**Problem statement:**
Provide only the number of lines below that hold "knob".

Region pointing data
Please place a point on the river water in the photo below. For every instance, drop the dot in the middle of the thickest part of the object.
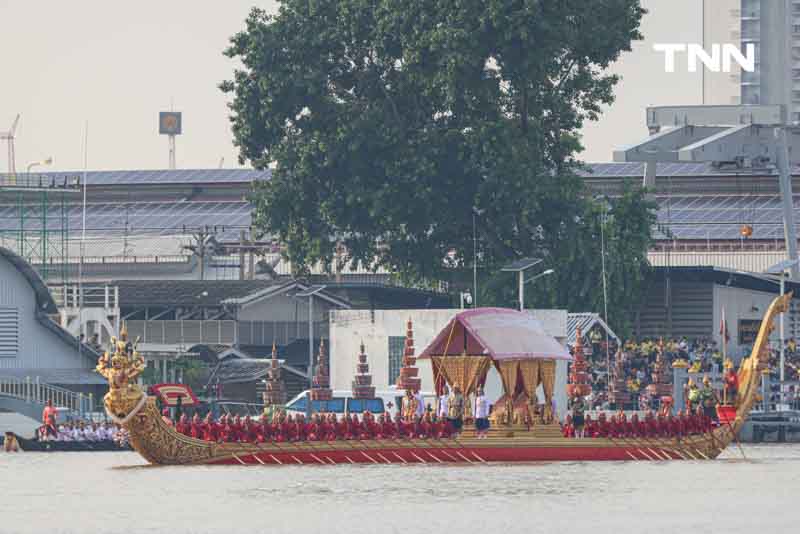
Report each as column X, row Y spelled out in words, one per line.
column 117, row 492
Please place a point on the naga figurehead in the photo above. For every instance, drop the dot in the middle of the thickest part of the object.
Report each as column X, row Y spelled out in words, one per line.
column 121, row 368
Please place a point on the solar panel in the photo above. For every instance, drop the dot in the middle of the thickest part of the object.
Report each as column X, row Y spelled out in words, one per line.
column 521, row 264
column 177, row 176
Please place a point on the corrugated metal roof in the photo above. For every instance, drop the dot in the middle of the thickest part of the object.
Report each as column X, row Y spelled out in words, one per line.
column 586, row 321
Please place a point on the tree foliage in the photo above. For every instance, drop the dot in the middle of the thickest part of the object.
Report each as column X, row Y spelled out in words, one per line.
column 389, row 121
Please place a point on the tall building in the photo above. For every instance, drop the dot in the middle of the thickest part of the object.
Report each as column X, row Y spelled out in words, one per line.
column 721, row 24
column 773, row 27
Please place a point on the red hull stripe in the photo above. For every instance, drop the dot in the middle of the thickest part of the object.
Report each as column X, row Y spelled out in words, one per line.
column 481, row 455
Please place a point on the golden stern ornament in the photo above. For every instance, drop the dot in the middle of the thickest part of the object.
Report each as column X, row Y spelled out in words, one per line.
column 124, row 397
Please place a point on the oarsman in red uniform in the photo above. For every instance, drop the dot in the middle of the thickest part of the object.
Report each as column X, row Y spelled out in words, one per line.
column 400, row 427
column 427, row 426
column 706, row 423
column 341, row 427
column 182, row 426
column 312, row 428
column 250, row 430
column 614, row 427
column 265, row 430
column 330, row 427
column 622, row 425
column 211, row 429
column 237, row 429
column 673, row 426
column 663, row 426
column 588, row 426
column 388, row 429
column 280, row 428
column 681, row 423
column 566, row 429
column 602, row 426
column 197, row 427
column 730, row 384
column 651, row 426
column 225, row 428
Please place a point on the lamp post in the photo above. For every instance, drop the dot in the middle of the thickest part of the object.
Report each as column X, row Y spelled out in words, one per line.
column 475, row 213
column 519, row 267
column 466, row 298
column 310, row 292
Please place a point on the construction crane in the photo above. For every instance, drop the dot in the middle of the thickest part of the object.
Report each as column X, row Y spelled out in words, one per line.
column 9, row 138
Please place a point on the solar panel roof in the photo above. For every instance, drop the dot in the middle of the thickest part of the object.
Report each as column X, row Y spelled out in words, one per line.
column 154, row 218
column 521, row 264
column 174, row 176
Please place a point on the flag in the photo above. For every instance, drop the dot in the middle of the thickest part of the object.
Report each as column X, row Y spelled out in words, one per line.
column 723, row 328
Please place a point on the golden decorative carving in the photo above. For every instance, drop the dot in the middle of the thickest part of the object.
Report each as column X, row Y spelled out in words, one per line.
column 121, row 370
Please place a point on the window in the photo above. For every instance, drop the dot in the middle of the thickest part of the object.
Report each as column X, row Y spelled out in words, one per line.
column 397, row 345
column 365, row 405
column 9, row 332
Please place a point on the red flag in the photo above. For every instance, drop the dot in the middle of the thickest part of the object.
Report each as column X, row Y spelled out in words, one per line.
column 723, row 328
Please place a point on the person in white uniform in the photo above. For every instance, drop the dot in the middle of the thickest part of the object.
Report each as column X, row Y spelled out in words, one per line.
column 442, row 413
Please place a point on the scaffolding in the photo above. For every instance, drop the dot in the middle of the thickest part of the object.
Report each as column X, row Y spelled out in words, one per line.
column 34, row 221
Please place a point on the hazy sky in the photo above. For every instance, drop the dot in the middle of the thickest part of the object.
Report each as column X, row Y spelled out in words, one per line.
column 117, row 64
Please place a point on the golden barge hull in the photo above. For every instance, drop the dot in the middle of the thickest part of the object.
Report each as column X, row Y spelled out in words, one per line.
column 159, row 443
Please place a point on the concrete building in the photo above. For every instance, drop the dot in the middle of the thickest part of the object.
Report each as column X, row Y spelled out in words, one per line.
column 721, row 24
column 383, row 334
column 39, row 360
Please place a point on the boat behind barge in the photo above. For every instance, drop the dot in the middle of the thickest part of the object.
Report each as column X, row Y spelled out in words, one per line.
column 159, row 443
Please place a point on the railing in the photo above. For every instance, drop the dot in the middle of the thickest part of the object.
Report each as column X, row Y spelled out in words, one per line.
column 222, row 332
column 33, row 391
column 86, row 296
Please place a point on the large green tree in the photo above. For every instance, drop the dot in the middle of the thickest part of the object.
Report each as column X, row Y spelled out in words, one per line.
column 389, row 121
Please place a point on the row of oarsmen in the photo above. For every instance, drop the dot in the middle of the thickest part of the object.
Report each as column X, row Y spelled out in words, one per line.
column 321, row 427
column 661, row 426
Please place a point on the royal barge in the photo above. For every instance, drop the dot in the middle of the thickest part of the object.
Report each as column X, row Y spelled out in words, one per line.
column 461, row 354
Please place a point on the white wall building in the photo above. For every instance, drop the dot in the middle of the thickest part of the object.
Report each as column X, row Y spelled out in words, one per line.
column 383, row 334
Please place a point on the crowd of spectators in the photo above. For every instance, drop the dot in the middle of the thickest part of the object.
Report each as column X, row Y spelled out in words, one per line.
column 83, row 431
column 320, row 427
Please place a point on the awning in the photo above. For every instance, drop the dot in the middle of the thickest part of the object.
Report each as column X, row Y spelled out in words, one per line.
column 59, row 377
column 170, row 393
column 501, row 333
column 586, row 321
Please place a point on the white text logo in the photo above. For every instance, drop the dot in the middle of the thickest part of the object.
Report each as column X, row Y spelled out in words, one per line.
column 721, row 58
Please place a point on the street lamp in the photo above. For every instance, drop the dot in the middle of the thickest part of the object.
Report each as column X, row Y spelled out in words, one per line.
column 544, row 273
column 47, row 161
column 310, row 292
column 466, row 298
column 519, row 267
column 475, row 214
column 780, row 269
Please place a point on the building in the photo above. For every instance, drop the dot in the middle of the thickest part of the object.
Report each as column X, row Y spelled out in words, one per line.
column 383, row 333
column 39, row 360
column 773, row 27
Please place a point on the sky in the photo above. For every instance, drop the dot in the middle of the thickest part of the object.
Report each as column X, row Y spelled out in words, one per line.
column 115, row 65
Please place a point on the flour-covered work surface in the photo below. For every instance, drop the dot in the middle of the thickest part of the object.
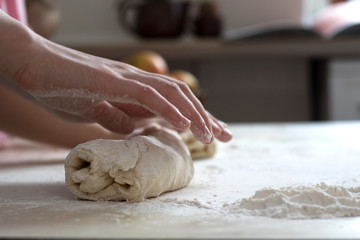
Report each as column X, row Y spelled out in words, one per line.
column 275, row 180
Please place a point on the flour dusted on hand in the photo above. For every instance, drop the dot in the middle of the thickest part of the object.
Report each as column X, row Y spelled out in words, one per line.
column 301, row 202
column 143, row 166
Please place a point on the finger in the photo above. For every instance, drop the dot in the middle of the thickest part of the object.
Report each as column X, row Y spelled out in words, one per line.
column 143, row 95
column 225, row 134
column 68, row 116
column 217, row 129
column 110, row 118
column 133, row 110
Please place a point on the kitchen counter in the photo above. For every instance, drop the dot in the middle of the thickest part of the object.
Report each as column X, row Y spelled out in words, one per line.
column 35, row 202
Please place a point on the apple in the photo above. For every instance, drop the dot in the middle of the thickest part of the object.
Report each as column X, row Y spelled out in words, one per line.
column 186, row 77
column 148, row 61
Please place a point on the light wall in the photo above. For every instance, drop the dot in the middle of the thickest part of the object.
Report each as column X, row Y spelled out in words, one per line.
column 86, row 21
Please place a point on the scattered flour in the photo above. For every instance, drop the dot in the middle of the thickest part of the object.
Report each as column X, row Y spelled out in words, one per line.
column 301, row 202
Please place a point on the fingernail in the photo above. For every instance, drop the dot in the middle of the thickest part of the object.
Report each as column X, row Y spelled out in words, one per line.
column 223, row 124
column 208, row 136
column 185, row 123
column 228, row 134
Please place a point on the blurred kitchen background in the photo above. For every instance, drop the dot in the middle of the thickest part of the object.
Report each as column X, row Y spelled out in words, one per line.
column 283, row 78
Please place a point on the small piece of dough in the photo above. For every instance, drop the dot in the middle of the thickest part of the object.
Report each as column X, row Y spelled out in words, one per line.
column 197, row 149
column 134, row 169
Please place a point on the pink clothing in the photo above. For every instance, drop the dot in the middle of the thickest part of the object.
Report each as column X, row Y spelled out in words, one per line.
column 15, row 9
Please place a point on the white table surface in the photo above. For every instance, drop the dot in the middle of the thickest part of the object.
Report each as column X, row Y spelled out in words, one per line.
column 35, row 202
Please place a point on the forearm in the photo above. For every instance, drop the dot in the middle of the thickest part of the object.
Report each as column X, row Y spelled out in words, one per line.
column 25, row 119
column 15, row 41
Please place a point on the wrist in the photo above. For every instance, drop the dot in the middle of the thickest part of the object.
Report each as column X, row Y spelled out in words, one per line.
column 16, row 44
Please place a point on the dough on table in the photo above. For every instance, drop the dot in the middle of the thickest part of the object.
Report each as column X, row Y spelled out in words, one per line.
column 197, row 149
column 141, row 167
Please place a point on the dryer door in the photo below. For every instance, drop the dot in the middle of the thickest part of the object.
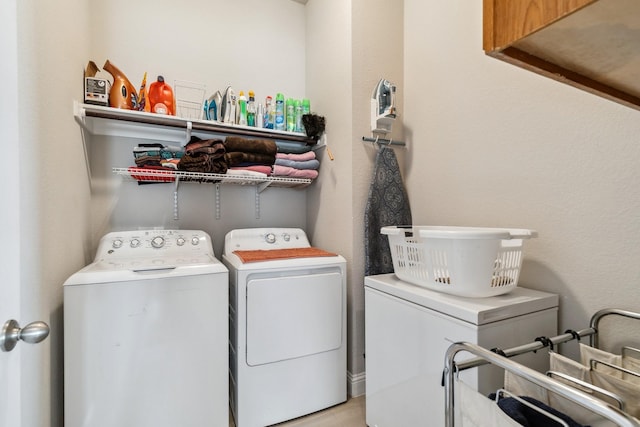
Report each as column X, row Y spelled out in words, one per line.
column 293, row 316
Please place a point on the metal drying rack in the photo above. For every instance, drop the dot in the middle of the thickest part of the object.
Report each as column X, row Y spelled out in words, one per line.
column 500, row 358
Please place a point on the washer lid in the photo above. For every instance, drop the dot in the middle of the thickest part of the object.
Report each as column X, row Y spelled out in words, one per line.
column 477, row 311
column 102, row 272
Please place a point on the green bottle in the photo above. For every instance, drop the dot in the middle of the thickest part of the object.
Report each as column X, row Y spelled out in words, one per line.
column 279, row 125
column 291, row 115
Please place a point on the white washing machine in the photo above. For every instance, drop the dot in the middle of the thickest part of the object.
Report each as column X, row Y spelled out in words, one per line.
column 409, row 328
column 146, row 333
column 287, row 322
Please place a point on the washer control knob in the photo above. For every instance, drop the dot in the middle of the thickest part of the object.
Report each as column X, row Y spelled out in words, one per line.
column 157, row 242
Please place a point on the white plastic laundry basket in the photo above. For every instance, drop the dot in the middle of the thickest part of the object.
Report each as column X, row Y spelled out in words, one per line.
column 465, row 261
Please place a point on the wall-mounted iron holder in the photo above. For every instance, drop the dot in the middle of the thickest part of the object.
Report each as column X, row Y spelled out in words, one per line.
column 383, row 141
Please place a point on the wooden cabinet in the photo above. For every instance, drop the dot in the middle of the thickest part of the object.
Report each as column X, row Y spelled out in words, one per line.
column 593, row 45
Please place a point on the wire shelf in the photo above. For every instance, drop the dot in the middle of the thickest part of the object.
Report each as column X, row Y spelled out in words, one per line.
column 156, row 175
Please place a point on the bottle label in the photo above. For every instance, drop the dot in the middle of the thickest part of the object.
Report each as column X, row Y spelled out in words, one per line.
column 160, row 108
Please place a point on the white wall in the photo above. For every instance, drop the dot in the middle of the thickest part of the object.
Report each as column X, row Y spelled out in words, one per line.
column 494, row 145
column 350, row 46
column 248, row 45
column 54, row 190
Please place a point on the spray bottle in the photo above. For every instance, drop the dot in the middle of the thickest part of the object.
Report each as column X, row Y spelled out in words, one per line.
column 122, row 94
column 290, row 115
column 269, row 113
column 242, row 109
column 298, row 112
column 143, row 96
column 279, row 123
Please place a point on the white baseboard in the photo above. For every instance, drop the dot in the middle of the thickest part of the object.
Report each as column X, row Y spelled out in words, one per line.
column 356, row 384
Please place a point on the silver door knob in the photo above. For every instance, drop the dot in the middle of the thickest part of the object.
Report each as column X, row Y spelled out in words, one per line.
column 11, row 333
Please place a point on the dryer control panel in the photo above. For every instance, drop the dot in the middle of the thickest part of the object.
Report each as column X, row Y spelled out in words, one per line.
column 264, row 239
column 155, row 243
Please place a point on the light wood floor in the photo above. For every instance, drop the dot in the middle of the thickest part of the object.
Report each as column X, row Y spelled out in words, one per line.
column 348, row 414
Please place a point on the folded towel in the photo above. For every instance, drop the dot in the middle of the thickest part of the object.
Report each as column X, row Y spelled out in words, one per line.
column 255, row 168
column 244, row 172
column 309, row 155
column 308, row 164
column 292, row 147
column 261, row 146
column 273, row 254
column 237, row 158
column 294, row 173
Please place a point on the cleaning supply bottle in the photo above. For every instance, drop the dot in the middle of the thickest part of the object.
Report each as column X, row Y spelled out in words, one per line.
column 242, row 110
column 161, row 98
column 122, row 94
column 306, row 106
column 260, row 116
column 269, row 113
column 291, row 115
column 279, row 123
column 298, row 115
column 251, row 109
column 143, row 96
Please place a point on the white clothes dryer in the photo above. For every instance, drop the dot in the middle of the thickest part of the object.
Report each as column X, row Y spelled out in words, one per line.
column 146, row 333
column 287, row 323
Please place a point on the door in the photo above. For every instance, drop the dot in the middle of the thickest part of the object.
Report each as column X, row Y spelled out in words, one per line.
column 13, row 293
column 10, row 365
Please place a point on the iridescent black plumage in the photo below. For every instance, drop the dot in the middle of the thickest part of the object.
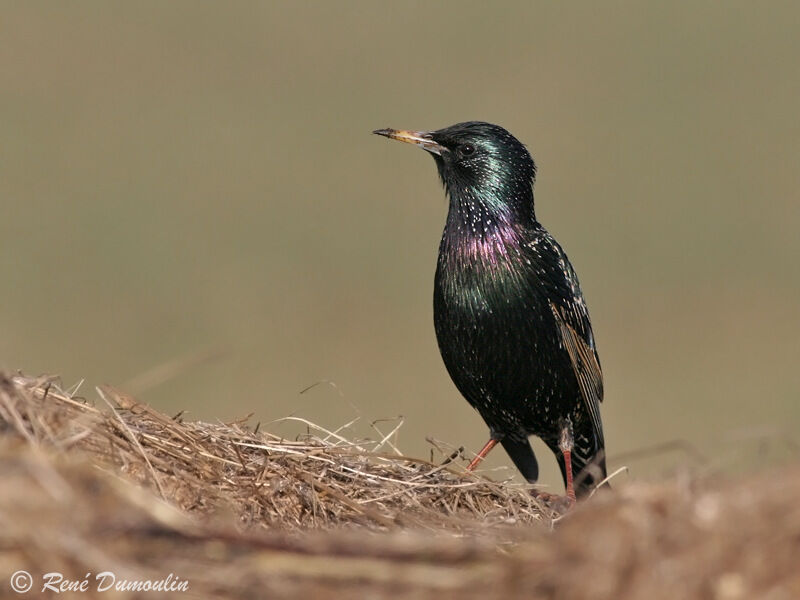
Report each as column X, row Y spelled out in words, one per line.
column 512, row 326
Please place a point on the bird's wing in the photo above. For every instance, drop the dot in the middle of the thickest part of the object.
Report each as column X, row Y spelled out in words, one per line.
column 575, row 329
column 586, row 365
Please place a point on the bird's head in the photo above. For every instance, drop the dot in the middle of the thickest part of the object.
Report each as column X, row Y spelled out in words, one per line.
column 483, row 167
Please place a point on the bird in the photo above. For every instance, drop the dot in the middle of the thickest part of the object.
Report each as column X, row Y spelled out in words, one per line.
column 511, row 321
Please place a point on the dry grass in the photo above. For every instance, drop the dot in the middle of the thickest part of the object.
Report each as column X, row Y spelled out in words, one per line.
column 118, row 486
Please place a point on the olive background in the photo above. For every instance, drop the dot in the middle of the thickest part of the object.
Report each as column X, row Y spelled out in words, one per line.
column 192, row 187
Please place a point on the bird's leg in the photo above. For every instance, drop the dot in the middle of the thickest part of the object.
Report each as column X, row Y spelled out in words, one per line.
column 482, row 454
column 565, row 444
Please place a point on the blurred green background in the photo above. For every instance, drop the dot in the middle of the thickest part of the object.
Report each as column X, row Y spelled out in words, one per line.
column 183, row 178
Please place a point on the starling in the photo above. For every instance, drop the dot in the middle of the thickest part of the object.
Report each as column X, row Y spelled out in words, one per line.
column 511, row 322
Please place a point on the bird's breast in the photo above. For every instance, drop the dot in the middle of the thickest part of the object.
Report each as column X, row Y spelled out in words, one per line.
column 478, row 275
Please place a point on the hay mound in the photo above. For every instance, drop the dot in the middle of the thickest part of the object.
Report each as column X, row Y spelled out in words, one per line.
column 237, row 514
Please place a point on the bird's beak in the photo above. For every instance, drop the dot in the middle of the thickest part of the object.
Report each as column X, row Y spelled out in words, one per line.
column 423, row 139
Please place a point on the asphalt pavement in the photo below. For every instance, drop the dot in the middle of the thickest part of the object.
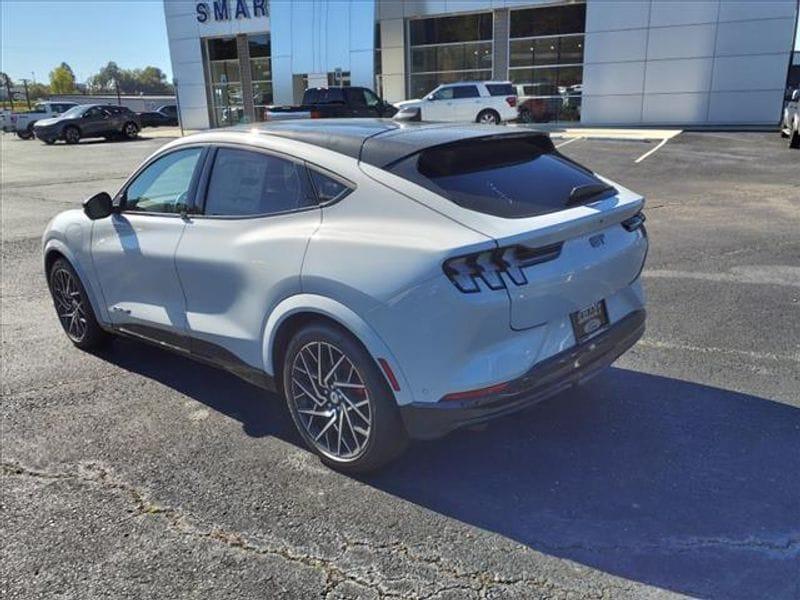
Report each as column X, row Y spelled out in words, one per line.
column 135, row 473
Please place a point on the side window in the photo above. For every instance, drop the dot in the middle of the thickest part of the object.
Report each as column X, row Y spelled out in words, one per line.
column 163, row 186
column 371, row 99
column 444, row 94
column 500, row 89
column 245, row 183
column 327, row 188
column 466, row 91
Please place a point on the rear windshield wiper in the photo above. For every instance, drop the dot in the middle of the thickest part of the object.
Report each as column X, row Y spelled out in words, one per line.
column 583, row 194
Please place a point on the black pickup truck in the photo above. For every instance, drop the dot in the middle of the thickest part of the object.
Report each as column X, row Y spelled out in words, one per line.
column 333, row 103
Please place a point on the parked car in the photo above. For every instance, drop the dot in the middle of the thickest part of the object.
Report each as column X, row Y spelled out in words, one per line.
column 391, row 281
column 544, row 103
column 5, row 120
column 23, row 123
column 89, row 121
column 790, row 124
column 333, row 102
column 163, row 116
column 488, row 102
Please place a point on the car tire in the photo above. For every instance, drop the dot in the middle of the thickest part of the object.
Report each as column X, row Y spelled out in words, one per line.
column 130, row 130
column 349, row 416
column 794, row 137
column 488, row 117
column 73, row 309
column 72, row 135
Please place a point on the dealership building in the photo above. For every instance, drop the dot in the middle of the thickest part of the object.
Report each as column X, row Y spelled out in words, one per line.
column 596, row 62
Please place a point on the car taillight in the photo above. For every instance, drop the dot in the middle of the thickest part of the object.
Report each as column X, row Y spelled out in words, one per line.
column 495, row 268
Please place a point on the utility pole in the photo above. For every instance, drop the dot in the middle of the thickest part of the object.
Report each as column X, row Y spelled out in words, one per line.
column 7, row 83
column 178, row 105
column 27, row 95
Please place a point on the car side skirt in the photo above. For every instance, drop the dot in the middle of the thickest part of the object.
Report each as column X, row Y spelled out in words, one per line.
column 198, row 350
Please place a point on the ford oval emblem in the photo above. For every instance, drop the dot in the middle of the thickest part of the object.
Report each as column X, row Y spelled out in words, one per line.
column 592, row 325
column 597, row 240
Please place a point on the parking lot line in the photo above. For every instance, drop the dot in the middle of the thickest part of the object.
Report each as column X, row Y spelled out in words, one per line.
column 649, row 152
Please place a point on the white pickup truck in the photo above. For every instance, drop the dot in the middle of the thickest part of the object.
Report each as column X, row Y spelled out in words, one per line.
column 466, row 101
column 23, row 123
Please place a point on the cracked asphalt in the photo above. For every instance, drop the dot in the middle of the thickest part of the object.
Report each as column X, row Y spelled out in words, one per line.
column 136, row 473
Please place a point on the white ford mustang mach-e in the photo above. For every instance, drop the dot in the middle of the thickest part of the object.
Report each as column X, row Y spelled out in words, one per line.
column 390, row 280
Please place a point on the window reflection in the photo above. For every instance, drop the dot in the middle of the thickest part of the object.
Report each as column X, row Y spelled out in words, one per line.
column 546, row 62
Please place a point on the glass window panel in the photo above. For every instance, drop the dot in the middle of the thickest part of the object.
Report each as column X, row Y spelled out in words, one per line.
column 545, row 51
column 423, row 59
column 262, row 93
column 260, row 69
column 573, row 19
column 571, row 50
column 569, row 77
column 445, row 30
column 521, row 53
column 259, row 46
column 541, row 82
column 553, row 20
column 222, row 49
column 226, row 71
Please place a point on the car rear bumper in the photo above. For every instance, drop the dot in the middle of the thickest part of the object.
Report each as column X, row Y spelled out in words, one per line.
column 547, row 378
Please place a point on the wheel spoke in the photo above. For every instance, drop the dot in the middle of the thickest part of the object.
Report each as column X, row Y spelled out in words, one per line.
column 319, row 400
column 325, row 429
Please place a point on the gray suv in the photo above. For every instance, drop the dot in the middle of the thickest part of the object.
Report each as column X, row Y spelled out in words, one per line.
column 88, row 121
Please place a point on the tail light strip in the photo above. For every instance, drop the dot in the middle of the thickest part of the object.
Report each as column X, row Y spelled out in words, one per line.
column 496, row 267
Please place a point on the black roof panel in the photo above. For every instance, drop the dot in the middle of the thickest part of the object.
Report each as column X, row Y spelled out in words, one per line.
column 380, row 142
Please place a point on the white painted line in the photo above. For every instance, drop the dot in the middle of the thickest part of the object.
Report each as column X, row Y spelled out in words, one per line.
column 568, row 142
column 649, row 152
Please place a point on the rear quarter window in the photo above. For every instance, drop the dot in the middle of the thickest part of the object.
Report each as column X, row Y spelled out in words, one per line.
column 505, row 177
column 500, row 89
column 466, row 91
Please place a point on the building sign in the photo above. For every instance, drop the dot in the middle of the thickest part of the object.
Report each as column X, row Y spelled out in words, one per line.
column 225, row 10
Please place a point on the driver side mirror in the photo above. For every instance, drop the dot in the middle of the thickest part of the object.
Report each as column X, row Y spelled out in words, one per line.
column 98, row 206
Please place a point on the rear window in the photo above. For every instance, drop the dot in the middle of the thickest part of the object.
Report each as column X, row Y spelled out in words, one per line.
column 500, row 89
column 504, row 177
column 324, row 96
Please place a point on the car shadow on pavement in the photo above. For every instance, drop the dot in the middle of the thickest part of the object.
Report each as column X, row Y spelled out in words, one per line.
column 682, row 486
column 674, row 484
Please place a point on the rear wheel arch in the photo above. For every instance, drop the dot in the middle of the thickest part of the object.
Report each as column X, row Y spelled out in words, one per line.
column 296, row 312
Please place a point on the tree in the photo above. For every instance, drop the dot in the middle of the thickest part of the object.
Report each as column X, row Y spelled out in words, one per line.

**Finished exercise:**
2